- PROBLEM STATEMENT
Repeat exactly the lines that run from the one containing "Please mark the dark" to the end of the data, and leave out all others.
※ ※ ※
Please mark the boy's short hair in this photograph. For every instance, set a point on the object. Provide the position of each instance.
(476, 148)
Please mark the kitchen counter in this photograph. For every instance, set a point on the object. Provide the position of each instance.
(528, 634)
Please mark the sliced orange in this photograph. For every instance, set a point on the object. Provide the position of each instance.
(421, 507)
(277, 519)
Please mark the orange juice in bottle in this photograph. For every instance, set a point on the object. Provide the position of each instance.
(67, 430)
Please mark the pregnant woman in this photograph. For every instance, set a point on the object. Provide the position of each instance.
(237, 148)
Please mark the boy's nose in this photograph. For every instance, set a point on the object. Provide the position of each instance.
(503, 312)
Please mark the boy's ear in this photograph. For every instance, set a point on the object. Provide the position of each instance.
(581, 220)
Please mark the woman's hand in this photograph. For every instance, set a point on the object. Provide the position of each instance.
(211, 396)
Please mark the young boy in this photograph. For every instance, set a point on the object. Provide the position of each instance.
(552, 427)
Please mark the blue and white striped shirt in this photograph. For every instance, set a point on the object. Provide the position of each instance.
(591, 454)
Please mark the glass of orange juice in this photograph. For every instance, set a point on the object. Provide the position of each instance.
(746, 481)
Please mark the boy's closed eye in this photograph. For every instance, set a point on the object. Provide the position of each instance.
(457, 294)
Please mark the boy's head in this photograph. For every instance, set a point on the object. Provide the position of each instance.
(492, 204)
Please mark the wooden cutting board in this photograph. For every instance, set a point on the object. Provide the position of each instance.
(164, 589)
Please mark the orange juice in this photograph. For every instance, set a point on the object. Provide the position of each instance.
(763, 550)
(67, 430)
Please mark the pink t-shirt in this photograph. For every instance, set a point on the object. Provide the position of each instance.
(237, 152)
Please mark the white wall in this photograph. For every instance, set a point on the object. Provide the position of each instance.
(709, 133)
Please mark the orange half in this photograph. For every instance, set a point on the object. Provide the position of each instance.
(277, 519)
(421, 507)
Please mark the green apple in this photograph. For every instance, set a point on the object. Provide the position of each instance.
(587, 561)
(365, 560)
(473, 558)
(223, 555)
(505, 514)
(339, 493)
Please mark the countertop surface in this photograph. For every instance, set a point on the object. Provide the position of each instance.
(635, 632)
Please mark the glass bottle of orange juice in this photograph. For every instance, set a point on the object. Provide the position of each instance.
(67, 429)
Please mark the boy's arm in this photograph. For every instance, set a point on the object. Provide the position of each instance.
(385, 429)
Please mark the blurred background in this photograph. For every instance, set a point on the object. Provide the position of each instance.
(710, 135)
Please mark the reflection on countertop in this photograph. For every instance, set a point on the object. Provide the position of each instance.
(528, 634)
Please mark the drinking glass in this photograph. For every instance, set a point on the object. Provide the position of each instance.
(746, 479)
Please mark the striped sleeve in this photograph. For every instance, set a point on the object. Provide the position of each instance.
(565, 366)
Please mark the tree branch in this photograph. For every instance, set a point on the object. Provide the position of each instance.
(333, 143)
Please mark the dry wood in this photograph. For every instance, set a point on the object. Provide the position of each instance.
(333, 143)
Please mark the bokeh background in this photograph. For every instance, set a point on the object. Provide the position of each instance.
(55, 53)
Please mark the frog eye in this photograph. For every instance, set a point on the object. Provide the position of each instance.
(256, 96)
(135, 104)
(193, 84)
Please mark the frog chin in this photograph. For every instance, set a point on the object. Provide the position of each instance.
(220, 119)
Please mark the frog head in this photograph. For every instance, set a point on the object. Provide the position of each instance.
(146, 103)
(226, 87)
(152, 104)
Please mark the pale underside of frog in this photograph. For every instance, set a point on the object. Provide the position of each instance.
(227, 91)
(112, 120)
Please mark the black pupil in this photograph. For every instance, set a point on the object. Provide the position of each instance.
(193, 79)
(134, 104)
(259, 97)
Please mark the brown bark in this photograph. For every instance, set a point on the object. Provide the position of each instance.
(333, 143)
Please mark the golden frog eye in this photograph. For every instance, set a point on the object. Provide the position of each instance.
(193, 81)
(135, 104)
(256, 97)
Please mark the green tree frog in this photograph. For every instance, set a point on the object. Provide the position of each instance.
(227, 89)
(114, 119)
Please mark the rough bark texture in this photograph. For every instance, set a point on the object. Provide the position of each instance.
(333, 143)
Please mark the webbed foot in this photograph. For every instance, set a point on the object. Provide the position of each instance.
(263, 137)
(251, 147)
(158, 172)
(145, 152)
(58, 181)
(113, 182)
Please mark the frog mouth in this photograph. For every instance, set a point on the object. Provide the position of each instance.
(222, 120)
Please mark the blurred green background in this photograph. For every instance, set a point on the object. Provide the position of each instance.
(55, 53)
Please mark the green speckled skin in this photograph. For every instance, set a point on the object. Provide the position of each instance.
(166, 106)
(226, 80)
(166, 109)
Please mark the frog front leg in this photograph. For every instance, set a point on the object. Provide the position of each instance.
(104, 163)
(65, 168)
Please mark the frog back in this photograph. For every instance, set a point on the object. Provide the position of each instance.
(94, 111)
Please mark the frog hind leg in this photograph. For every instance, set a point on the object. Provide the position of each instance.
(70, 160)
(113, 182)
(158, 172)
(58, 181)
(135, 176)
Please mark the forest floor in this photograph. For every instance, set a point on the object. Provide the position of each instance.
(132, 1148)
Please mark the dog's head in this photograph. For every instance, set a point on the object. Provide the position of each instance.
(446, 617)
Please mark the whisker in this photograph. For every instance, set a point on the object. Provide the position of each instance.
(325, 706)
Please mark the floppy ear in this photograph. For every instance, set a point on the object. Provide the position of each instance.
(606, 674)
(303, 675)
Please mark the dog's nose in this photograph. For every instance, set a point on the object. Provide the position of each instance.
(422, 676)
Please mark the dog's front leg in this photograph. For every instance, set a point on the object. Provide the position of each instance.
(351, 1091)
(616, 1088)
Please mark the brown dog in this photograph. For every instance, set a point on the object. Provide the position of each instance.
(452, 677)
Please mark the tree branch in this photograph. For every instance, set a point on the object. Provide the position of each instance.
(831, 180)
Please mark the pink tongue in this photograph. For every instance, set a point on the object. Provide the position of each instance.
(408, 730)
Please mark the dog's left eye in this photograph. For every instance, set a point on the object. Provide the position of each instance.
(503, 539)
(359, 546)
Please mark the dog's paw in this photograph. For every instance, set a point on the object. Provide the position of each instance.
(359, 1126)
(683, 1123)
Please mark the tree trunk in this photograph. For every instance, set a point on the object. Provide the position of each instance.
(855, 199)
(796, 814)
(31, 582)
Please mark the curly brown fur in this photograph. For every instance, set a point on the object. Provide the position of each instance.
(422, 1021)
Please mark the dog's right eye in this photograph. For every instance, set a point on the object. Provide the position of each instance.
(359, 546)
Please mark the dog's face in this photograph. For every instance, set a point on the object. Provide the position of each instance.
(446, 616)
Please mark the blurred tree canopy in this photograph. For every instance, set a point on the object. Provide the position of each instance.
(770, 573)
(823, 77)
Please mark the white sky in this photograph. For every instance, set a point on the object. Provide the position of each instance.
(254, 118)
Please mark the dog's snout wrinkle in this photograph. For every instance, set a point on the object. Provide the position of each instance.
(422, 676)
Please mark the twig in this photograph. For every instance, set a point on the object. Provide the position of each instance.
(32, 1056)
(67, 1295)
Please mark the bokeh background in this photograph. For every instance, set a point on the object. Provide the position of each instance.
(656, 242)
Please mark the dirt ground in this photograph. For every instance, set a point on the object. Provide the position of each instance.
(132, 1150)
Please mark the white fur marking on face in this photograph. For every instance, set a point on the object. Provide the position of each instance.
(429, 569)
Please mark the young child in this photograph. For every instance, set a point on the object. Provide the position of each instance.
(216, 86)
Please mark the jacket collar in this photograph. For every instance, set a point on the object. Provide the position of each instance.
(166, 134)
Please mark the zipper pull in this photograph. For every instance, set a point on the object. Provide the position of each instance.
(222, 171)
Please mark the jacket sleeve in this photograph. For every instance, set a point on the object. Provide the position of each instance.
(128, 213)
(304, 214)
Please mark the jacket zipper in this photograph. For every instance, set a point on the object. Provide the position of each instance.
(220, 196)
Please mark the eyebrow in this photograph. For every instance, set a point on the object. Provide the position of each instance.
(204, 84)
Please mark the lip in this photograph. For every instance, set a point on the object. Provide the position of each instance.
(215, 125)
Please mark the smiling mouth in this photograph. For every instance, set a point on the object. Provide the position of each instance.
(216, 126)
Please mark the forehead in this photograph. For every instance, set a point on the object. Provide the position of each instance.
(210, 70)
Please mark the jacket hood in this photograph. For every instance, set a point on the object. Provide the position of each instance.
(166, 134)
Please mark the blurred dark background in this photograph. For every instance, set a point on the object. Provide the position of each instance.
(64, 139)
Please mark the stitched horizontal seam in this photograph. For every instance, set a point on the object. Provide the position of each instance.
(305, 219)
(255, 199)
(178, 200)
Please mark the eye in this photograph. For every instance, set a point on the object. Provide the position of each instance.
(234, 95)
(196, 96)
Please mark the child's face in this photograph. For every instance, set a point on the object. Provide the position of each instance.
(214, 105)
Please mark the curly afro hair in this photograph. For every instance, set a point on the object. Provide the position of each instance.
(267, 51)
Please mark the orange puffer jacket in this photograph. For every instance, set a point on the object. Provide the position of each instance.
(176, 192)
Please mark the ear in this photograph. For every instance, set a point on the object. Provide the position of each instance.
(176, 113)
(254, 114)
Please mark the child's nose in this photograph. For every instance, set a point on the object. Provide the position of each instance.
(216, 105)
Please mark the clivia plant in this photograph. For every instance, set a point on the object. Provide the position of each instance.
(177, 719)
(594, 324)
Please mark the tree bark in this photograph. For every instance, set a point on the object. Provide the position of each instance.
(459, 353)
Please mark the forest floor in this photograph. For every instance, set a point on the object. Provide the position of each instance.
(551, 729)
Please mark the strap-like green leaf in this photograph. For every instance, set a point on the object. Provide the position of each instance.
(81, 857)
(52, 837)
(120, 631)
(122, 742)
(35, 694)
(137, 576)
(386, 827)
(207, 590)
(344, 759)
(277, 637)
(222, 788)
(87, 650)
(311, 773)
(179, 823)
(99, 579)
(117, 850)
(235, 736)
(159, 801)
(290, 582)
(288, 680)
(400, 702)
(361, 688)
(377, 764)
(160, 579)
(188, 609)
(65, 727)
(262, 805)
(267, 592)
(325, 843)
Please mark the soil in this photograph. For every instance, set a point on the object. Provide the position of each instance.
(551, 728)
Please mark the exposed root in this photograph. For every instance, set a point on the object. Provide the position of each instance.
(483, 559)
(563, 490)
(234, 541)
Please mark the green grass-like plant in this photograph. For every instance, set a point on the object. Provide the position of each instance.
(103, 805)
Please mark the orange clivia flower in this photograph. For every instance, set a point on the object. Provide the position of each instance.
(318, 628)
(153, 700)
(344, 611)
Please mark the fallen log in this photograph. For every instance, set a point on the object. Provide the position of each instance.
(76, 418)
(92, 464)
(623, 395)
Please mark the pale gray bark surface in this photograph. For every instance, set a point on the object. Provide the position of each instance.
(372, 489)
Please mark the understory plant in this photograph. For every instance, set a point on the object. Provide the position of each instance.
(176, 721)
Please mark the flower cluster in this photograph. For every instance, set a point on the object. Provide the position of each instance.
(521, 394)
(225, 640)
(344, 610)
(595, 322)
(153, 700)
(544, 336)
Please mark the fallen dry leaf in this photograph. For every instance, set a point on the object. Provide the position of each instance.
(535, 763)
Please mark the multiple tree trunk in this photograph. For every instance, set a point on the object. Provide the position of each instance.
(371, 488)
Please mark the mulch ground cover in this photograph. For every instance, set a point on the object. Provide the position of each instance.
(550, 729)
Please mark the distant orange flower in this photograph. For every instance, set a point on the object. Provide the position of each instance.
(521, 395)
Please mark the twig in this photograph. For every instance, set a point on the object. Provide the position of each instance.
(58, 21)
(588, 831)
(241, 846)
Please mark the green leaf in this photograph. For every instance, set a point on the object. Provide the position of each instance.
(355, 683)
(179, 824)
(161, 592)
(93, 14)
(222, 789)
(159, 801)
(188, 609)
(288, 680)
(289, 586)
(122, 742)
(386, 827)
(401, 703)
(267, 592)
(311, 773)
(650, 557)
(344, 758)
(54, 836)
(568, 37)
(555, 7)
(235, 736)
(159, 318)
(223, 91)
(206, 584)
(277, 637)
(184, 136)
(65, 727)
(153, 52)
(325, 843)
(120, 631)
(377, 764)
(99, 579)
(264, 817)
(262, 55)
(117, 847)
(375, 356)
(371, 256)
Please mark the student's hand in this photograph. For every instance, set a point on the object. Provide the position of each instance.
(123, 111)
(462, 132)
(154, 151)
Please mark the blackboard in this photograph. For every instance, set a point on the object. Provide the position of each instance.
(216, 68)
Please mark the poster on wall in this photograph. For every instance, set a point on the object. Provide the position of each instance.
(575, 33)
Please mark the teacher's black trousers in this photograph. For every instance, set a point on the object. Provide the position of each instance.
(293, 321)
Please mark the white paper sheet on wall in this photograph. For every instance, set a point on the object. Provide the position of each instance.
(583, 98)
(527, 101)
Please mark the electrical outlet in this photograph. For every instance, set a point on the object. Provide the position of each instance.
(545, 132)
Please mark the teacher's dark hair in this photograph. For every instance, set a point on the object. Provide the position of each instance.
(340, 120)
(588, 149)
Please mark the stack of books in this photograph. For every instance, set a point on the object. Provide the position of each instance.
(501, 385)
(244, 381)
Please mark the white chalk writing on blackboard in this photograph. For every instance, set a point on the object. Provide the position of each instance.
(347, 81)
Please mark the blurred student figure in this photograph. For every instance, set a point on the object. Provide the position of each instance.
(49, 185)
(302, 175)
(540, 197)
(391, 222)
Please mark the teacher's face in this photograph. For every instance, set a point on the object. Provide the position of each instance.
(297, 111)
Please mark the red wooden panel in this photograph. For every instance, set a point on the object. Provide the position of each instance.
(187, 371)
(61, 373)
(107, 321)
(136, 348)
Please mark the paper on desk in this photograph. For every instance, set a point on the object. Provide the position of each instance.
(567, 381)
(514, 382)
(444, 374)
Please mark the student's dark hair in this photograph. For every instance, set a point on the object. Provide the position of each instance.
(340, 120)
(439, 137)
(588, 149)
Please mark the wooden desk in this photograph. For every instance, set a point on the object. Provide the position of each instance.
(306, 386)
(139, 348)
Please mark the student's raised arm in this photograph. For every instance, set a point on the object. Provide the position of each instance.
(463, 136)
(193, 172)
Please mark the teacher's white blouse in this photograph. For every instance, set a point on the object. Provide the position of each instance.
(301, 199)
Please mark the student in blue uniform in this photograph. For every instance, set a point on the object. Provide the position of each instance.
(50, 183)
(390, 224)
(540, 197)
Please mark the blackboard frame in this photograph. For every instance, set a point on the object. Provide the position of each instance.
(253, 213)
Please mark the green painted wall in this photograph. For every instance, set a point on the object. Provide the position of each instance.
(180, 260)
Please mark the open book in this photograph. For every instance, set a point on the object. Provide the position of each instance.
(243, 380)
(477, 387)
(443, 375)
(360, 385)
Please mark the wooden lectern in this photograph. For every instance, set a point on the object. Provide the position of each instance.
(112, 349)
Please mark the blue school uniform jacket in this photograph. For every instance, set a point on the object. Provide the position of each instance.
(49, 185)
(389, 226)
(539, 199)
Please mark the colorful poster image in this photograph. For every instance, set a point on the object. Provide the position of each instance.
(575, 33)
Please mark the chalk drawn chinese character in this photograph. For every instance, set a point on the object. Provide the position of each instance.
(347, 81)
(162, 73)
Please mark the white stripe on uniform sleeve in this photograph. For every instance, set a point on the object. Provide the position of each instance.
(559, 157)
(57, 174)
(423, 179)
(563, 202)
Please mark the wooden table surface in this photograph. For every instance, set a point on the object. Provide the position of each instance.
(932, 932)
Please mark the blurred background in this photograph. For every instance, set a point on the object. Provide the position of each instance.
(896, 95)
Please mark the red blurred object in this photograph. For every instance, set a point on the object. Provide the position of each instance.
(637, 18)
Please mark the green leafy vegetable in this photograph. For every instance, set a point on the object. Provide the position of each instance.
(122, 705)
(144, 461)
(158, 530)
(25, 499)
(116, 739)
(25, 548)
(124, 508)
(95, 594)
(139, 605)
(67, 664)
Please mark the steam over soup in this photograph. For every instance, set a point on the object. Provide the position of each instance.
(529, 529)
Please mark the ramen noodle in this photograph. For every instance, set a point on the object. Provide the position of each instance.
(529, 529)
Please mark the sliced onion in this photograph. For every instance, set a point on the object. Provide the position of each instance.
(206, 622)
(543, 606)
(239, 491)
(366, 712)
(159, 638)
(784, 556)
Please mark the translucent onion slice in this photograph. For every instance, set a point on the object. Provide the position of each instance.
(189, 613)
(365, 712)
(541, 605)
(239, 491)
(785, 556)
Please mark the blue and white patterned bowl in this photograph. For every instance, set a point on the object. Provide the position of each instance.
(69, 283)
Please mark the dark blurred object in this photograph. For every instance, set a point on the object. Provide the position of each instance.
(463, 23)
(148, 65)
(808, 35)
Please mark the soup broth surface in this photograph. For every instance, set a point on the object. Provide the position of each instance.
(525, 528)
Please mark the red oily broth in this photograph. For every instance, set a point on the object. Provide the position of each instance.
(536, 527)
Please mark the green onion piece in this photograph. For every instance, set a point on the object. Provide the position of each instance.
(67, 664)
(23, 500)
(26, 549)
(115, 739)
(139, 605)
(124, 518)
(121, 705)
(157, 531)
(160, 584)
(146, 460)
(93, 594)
※ ※ ※
- ANSWER
Please mark the dark blurred object in this photograph. For every instance, set a point on the object. Provide the position of each instance.
(463, 23)
(148, 65)
(808, 35)
Please mark the soup broth surface in this photograph. For every instance, set a point on the object. Provide the position of each instance.
(525, 528)
Please mark the red oily broth in this photograph. For every instance, set a point on the object. Provide the position of each instance.
(536, 527)
Please mark the green onion piece in this photograph. For every instance, set a point on the object. Provide the position of each instance.
(67, 664)
(23, 500)
(26, 549)
(115, 739)
(139, 605)
(124, 518)
(121, 705)
(157, 531)
(160, 584)
(146, 460)
(93, 594)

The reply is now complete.